Page extract »
☆ ☆ ☆ ☆ ☆ ☆ ☆
Some wives will discover that they are married to a mate who will never be able to fully express himself or understand the needs that I have described. His emotional structure makes it impossible for him to comprehend the feelings and frustrations of another—particularly those occurring in the opposite sex. This husband will not read a book such as this and would probably resent it if he did. He has never been required to "give" and has no idea how it is done. What, then, is to be the reaction of his wife? What will you do if your husband lacks the insight to be what you need him to be?
My advice is that you change what can be altered, explain that which can be understood, teach that which can be learned, revise that which can be improved, resolve that which can be settled, and negotiate that which is open to compromise. Create the best marriage possible from the raw materials brought by two imperfect human beings with two distinctly unique personalities. But for all the rough edges that can never be smoothed and the faults that can never be eradicated, try to develop the best possible perspective and determine in your mind to accept reality exactly as it is. The first principle of mental health is to accept that which cannot be changed. You could easily go to pieces over adverse circumstances that are beyond your control. You can determine to hang tough, or you can yield to cowardice. Depression is often evidence of emotional surrender.
Life can't give me joy and peace;
it's up to me to will it.
Life just gives me time and space,
it's up to me to fill it.
☆ ☆ ☆ ☆ ☆ ☆ ☆
Data excerpt »
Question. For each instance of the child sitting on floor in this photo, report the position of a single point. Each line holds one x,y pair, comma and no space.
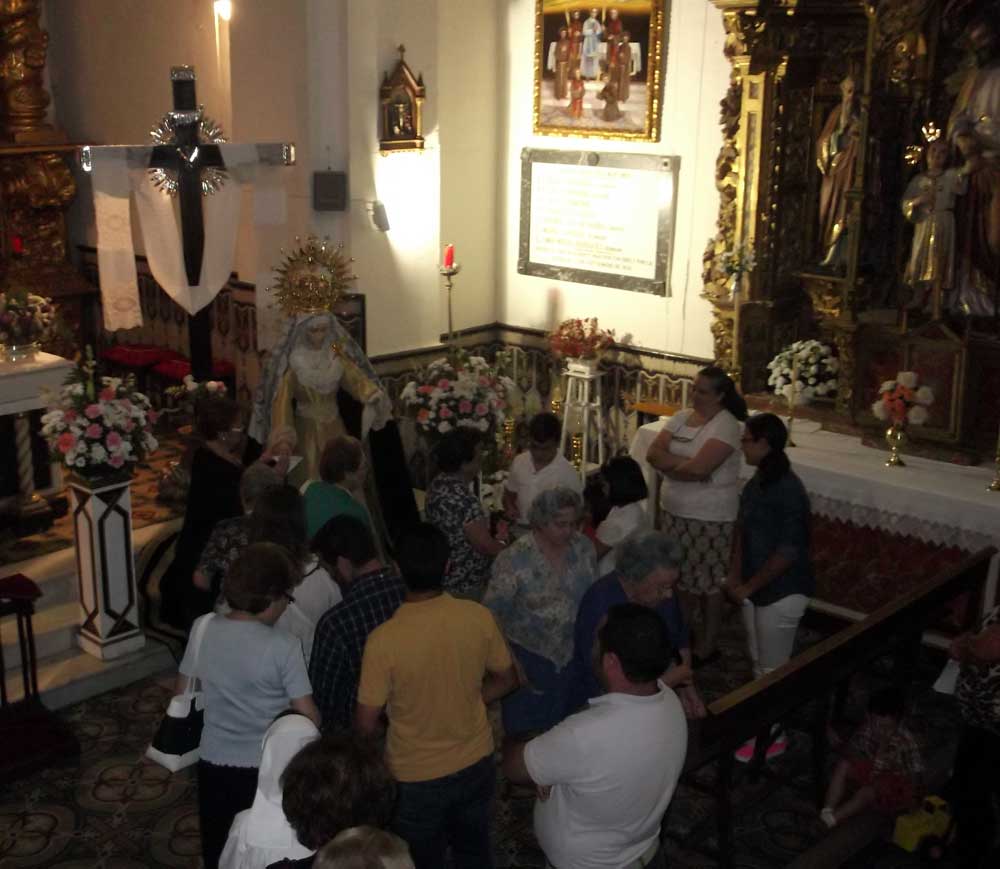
883,764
☆ ☆ ☆ ☆ ☆ ☆ ☆
What is asked »
(1) In the marriage advice passage, list each action the sentence beginning "My advice is that you" tells the wife to take.
(2) Pick up the marriage advice passage after its closing verse and keep writing.

Answers to the tasks »
(1) change, explain, teach, revise, resolve, negotiate

(2)
Can you accept the fact that your husband will never be able to meet all your needs and aspirations? Seldom does one human being satisfy every longing and hope in another. Obviously, this coin has two sides: You can't be his perfect woman either. He is no more equipped to resolve your entire package of emotional needs than you are to become his sexual dream machine every twenty-four hours. Both partners have to settle for human foibles and faults and irritability and fatigue and occasional nighttime "headaches." A good marriage is not one in which perfection reigns; it is a relationship in which a healthy perspective overlooks a multitude of unresolvables. Thank goodness my wife, Shirley, has adopted this attitude toward me!
Action Steps for Seeking to Understand
•In what ways do you and your partner communicate well? In what ways do you struggle? Talk about how you both can compromise in order to improve communication in your marriage.
•Are you the victim of any "marriage misconceptions"? How has this affected your relationship with your spouse, and what can you do about it?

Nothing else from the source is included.